YOUR OBJECTIVE:
Return, unchanged and in order, every line of the records from the very first one through the line containing "column 250, row 297", with that line included.

RECORD EXTRACTS:
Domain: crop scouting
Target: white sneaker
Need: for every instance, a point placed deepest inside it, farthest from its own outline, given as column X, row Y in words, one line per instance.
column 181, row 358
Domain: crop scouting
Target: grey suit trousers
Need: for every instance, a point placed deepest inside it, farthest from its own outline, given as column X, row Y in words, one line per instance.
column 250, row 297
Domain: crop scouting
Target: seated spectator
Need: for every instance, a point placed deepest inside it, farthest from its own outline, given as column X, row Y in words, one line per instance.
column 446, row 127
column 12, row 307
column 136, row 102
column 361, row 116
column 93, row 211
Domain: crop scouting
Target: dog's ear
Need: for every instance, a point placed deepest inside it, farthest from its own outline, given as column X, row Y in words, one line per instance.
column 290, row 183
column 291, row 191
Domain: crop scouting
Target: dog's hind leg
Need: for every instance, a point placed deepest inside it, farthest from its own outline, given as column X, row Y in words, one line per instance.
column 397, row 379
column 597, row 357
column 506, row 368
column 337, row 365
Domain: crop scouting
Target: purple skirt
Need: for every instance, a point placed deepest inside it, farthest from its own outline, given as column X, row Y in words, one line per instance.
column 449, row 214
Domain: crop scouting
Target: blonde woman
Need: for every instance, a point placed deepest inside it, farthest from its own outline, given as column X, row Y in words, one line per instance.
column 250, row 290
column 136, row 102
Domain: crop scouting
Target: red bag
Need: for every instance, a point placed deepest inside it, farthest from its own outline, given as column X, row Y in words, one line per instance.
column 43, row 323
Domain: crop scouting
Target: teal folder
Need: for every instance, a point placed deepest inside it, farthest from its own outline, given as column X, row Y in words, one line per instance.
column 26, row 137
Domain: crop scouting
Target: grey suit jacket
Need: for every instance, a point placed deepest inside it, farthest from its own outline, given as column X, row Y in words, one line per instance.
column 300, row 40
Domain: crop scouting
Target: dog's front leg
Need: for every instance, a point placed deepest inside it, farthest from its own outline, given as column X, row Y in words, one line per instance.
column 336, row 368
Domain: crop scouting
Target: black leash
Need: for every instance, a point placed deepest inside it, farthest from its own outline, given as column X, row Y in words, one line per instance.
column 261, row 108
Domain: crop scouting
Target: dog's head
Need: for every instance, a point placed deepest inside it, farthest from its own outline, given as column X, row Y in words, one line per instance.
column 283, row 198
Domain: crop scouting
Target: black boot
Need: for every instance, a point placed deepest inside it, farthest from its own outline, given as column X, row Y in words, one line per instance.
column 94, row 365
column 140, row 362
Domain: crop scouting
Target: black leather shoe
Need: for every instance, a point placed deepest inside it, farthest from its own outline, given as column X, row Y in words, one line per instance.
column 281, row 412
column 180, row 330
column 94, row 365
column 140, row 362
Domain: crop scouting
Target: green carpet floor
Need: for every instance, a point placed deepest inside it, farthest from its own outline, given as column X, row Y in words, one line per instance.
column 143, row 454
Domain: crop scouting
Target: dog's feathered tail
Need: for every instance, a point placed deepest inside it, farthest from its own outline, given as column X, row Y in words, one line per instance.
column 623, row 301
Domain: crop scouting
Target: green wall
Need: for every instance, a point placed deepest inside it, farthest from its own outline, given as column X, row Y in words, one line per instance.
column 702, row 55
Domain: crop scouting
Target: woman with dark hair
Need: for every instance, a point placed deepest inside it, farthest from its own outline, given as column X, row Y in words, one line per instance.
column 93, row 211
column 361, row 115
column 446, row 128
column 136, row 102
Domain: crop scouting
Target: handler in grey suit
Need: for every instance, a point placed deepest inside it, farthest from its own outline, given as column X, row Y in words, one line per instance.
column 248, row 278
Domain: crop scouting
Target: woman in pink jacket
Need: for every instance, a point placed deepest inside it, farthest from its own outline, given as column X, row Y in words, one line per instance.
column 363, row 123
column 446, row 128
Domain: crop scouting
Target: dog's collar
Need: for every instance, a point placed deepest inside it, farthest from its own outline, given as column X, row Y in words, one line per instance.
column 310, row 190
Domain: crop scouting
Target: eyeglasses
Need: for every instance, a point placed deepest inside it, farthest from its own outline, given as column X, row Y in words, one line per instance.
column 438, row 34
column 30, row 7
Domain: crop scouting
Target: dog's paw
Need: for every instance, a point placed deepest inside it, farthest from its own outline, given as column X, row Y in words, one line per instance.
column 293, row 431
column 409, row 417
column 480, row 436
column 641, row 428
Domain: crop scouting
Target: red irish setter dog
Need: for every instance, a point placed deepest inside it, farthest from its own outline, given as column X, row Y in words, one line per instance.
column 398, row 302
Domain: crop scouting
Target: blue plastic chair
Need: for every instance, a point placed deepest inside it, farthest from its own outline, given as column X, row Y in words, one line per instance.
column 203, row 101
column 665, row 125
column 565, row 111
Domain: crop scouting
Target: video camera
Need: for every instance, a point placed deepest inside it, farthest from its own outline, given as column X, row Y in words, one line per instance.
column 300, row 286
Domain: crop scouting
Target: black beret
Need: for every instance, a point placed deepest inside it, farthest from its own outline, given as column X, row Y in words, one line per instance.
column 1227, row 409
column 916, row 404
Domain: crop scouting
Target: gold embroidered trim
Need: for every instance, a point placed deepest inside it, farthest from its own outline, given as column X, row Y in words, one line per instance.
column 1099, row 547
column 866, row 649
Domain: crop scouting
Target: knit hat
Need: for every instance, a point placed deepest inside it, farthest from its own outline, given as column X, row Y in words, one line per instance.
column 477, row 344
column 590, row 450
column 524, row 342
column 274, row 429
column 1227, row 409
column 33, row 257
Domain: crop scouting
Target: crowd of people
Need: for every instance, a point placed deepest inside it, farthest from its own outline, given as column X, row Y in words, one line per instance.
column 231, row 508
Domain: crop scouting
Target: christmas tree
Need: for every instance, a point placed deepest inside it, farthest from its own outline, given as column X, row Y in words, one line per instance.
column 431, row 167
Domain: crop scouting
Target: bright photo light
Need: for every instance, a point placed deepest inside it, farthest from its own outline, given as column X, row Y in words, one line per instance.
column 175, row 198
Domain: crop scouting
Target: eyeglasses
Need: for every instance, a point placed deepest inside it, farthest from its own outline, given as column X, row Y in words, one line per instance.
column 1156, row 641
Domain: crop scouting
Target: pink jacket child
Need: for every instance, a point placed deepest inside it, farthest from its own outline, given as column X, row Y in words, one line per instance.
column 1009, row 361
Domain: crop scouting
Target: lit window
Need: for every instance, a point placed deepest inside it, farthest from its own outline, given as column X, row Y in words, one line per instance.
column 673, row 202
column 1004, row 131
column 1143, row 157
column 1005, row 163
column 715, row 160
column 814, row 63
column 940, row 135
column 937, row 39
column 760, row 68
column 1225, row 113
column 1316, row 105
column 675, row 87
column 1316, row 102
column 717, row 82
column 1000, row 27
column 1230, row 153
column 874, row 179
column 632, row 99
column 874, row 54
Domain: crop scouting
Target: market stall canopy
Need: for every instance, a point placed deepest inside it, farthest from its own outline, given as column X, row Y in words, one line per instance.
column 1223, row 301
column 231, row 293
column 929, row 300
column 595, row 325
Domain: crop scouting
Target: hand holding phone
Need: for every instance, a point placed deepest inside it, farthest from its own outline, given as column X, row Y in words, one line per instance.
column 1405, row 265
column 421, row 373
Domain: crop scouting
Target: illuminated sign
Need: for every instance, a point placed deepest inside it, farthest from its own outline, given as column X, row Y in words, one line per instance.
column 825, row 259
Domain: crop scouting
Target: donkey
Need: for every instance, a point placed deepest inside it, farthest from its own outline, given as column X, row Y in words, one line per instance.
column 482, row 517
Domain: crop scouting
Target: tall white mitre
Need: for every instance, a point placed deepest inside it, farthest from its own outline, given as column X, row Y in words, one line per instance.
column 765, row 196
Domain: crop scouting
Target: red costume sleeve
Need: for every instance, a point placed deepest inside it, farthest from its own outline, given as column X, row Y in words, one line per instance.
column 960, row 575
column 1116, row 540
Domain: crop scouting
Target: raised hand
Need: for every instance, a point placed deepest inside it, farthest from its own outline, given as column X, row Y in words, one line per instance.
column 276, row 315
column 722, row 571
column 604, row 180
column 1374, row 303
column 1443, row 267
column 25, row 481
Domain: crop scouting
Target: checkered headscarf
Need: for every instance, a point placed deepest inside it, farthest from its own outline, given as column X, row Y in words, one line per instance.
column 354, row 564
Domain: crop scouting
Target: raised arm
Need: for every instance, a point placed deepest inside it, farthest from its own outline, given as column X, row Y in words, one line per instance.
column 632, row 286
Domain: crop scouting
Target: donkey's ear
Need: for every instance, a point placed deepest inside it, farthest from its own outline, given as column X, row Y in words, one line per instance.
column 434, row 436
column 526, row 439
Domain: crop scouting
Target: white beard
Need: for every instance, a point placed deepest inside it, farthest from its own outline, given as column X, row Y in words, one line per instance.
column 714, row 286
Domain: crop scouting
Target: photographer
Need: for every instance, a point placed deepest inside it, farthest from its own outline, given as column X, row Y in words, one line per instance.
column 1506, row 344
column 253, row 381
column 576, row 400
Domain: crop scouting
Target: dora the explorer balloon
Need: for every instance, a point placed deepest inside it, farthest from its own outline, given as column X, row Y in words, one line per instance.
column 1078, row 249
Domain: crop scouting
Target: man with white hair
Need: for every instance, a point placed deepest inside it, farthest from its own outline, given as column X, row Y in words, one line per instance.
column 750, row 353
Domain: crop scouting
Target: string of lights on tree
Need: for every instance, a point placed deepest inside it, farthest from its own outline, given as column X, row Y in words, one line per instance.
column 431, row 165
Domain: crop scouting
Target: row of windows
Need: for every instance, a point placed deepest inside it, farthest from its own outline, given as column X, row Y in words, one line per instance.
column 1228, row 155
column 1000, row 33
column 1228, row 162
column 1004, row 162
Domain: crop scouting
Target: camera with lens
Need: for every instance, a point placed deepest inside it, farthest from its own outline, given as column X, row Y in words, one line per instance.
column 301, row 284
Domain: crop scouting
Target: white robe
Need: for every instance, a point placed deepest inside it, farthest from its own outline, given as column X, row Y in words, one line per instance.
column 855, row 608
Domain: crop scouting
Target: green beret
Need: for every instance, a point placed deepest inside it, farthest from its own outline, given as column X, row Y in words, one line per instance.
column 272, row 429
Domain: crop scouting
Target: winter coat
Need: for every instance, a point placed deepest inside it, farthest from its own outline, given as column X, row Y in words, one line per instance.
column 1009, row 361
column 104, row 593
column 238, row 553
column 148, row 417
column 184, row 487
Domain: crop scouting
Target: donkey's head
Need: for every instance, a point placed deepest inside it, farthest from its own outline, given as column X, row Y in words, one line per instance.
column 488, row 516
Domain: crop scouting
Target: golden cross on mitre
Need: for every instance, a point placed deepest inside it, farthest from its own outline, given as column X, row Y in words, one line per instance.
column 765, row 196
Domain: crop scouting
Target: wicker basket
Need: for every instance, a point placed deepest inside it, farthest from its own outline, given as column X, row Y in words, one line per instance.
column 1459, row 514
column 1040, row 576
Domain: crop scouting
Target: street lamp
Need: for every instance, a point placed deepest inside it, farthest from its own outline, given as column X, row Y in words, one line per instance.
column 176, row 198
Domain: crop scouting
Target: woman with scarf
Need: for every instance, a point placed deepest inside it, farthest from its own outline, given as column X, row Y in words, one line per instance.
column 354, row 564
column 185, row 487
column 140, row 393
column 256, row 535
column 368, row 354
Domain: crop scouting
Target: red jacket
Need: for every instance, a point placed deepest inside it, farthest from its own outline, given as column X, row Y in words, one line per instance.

RESPONSE TO THE EXERCISE:
Domain: crop scouting
Target: white sneaker
Need: for every instance, a point placed deepest inside it, farthest from its own outline, given as column X, row Y in words, one line per instance.
column 181, row 358
Domain: crop scouting
Target: grey suit trousers
Need: for every instance, a point placed deepest inside it, farthest from its own outline, given as column X, row Y in words, one line per instance.
column 250, row 297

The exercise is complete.